# Carambola (Star fruit) Wine



## rtewks (Feb 5, 2009)

I made five gallons of Carambola wine six months ago. I don't intend to drink it for another six months. I have tasted it but don't care for it at all. My wife likes it though, she said that it tastes like the marcella wine her father used to make. If it doesn't improve in another six months I will let my wife call it her own. 
Anyone attempt to use star fruit to make wine?


----------



## Conquistadude (Feb 5, 2009)

No but that does sound very interesting. I hope it turns out better to you liking, because that sounds good.


----------



## joeswine (Apr 8, 2009)

*Star fruit*

the first time i tasted star fruit wine was in Florida,it was very good and brought a some home with me ,weird fruit but nice taste.........


----------



## Loxalibations (Jan 12, 2014)

I have a 6 gallon batch working now, made with 60 starfruit ( apx 15 to 20 pounds) and 4 pounds of mixed berries and 2 cans of white grape concentrate. 5# of sugar only brought SG to 1.07, so I need to buy more sugar. I am hoping that by mixing the fruits I will get a fuller flavor. I am using Dave's Dragon Blood recipe as a guide...maybe Dragon Tears???


----------



## jamesngalveston (Jan 12, 2014)

starting your dragon blood at 1.07 should be ok...what yeast are you going to use.


----------



## Stressbaby (Jan 12, 2014)

rtewks said:


> I made five gallons of Carambola wine six months ago. I don't intend to drink it for another six months. I have tasted it but don't care for it at all. My wife likes it though, she said that it tastes like the marcella wine her father used to make. If it doesn't improve in another six months I will let my wife call it her own.
> Anyone attempt to use star fruit to make wine?



I am of the belief that it is tough to make good carambola wine. The fruit has such a mild flavor and is high in oxalic acid, which may be part of the issue.

Provided data:
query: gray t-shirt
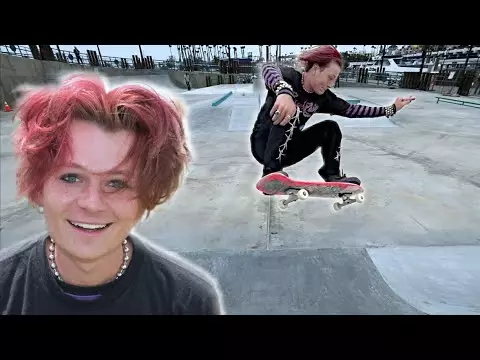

What you need to do:
[A] According to the star fruit wine thread, carambola is high in which acid?
[B] Continue the forum thread on star fruit wine from the point where it stops.

Per-task outputs:
[A] Oxalic acid.

[B]
I have made it from the variety 'Kari.' It was my second-ever batch of wine so I didn't know much. Used Keller's recipe and 3# of fruit per gallon; I didn't check pH; made it to 13% ABV. Underbacksweetened. Didn't control fermentation temp. All mistakes. After 1 year it was dishwater with a funny odor, so I uncorked, tweaked with some citric acid and more backsweetening, and rebottled. Now the wine is 18 months old. I opened a bottle 3 months ago and it was drinkable, but nothing to write home about.

I have more ripening now. The plan is to double the fruit, adjust the pH down to ~3.2, OG of 1.080, Optiwhite, watch the fermentation temp like a hawk, step feed, and then backsweeten adequately. If this batch isn't good, it will be my last attempt.

My little tree:


----------



## Loxalibations (Jan 12, 2014)

Using RED STAR cote's des blancd (came with the kit). My first batch with it went to 13% alc during primary fermentation so I was hoping for at least that and ending on high end dry or low end medium libation. I orig was planning a 3 gallon batch but experimentation got out of hand and I am blending final product ino 6 gal carnoy for secondary ferment.


----------



## Loxalibations (Jan 12, 2014)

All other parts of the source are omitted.